== Extracted information ==
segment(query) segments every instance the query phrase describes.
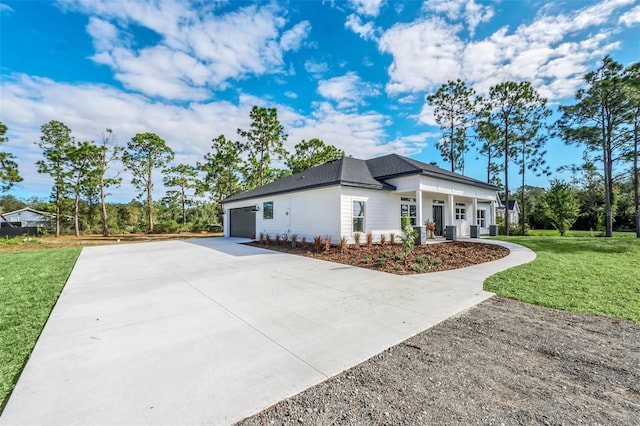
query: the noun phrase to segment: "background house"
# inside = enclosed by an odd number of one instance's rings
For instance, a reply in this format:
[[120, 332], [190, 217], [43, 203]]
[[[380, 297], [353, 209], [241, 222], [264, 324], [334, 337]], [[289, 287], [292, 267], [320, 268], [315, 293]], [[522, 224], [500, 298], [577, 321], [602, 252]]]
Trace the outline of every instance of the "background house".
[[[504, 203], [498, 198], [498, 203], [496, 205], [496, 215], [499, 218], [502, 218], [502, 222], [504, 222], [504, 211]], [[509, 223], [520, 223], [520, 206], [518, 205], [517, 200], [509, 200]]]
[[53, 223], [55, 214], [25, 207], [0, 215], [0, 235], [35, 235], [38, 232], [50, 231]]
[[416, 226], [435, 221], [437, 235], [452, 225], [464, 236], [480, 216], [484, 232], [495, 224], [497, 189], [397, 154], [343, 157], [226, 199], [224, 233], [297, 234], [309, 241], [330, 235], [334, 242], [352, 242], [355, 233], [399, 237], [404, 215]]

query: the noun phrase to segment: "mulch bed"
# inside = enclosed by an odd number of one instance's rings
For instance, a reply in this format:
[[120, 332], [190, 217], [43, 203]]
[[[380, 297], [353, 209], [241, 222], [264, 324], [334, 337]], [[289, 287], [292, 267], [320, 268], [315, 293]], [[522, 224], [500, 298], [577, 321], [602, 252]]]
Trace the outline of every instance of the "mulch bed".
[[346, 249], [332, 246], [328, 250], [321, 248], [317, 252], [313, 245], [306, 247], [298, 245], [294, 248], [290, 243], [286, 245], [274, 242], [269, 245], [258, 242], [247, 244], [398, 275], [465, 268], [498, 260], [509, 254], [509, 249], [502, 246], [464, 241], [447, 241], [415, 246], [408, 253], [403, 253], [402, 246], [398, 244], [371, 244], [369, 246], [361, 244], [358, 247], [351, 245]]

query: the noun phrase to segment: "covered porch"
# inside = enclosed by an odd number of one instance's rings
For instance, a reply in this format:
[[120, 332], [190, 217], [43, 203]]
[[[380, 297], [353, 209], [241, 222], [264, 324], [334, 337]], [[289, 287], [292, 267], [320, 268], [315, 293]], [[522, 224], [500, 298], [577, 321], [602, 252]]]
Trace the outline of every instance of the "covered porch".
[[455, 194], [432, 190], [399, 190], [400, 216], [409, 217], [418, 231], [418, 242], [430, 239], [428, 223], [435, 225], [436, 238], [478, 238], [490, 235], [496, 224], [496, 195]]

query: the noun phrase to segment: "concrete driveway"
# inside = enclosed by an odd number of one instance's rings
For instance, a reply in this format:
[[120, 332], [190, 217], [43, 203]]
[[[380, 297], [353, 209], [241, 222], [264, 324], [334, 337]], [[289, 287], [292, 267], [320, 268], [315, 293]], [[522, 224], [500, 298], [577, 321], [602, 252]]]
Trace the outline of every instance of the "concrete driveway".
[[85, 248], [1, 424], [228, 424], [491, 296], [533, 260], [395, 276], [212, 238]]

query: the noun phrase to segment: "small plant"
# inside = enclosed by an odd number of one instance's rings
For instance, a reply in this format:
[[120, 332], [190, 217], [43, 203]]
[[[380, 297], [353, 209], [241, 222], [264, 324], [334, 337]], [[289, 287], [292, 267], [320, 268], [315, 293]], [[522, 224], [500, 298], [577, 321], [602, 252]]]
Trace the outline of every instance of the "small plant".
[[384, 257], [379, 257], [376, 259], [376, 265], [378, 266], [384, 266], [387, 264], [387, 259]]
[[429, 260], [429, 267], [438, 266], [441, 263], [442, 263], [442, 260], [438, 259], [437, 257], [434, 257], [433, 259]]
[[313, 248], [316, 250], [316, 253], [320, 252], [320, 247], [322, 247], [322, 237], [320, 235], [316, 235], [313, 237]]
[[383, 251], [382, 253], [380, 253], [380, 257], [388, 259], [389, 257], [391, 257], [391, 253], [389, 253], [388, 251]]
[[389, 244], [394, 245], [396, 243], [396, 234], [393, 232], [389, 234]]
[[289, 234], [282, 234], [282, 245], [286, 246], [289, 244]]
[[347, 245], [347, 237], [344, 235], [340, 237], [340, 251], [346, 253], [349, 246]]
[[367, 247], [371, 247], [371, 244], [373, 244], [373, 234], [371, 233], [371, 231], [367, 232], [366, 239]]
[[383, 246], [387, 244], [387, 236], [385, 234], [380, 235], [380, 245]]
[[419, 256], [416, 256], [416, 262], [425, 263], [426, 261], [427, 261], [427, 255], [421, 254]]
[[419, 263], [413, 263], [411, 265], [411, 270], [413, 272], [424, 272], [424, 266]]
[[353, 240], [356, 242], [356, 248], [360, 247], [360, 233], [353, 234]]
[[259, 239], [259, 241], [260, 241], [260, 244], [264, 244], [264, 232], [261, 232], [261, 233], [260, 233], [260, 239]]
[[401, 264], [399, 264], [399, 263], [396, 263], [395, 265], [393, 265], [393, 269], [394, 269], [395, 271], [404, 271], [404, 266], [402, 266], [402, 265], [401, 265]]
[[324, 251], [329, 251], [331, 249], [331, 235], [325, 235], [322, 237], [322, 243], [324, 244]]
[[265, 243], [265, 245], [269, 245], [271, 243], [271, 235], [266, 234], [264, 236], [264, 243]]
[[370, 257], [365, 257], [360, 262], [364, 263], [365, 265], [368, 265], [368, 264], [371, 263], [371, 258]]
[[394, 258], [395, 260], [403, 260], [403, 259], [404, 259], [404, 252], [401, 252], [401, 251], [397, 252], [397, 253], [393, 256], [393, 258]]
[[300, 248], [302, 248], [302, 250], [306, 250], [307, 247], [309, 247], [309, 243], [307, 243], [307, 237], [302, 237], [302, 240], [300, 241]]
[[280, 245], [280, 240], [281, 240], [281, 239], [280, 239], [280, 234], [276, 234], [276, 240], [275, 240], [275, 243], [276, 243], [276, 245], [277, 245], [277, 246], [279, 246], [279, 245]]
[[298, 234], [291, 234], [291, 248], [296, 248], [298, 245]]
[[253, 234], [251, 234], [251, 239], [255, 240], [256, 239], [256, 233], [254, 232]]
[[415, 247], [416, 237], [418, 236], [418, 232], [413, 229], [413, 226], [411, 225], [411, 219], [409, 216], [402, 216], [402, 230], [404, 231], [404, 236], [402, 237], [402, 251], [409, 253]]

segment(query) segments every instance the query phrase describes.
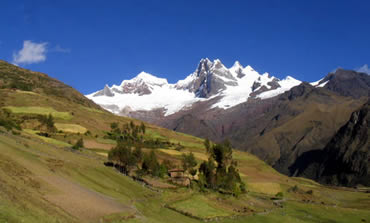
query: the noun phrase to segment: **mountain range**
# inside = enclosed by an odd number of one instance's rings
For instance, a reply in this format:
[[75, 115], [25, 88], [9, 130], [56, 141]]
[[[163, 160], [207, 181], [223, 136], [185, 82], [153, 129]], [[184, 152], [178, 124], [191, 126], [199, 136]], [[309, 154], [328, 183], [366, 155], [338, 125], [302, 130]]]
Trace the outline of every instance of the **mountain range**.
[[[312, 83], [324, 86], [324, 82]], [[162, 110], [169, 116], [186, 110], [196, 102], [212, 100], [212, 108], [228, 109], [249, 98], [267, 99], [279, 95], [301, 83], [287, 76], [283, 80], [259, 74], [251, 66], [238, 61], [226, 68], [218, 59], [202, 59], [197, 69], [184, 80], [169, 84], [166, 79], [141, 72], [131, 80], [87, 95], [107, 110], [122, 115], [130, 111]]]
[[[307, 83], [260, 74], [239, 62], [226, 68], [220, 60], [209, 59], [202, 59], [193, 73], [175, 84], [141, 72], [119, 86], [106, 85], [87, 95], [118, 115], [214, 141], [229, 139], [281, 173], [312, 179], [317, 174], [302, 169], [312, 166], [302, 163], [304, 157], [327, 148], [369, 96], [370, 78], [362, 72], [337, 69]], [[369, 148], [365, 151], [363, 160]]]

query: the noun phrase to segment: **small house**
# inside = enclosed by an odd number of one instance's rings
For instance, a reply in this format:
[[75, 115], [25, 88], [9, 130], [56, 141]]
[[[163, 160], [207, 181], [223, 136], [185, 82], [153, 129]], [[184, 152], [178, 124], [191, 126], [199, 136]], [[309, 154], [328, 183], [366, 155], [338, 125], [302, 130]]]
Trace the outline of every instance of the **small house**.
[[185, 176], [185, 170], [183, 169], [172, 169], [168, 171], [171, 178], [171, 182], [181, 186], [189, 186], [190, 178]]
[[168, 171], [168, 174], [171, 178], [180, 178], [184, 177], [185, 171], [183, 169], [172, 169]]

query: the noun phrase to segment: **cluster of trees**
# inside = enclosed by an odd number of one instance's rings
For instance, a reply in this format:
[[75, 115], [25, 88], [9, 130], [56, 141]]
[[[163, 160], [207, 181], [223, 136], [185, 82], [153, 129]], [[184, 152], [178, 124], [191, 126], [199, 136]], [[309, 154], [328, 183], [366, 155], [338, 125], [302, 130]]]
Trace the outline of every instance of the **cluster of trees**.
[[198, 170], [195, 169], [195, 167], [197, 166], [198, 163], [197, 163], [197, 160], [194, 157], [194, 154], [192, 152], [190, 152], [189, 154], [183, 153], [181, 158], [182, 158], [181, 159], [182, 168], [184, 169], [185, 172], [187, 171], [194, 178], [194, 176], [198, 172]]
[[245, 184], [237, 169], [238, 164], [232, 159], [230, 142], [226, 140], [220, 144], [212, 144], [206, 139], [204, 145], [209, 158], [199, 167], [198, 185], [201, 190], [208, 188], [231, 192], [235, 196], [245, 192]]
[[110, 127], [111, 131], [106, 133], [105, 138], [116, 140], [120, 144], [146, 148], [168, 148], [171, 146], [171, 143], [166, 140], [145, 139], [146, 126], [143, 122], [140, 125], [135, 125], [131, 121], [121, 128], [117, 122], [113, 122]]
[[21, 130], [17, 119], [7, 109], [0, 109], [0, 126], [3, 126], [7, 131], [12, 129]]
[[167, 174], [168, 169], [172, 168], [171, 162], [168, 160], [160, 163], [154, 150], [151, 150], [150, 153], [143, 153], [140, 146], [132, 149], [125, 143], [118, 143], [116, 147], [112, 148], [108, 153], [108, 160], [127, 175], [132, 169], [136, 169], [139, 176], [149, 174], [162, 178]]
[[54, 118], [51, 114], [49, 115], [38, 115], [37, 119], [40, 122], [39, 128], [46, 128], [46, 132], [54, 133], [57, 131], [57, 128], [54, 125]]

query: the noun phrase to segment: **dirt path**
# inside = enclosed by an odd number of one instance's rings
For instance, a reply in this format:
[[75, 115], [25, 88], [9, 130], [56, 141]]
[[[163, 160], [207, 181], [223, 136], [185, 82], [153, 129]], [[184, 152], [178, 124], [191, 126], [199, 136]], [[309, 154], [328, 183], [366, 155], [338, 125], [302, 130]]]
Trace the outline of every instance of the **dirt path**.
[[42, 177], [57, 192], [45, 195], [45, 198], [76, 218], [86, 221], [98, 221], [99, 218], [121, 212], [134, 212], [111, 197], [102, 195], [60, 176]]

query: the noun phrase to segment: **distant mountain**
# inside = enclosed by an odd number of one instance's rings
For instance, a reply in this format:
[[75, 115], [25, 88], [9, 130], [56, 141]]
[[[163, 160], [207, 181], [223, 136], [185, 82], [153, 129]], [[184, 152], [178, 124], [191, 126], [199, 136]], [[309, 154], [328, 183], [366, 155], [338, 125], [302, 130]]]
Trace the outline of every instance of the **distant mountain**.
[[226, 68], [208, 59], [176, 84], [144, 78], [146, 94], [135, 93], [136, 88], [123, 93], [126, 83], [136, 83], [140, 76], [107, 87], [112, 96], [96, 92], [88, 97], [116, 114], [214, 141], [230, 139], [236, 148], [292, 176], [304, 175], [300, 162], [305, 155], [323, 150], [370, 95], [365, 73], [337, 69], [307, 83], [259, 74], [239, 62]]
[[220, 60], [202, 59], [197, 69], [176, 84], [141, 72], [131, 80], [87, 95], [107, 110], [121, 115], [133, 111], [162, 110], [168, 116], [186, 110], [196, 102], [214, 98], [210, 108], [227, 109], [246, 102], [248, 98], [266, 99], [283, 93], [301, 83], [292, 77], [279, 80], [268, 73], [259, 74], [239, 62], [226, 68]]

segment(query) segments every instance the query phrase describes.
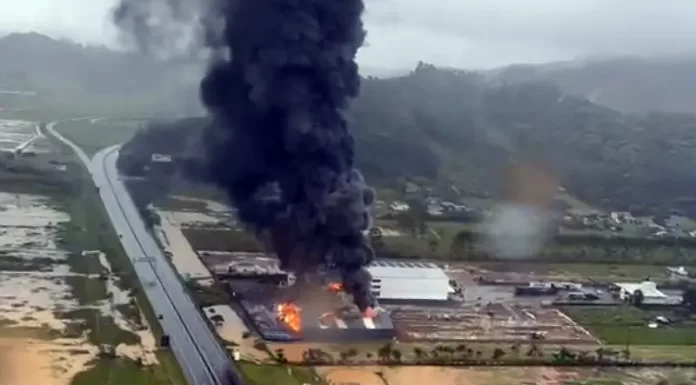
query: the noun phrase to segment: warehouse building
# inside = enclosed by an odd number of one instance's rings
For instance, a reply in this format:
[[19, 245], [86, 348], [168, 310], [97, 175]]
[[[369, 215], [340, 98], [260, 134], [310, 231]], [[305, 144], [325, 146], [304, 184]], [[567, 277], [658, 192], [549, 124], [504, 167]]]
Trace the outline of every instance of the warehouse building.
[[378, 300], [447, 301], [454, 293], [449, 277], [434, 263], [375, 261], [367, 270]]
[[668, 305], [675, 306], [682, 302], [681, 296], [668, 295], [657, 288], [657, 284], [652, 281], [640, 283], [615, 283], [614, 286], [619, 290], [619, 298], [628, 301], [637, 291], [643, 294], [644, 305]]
===
Problem details = Take every line from the data that contains the word "noun".

The answer =
query: the noun phrase to segment: "background house"
query: the noun phrase to segment: "mulch bed"
query: the noun phrase to segment: "covered porch"
query: the noun phrase to segment: "concrete driveway"
query: the noun phrase to segment: "small plant"
query: the noun phrase to segment: **mountain range**
query: the noun phrase to segment: **small house**
query: the noun phrase to segment: **cluster of trees**
query: the noun phrase to segment: **dirt path**
query: the noun phrase to segment: **distant mountain**
query: the noun phrase to segment: warehouse building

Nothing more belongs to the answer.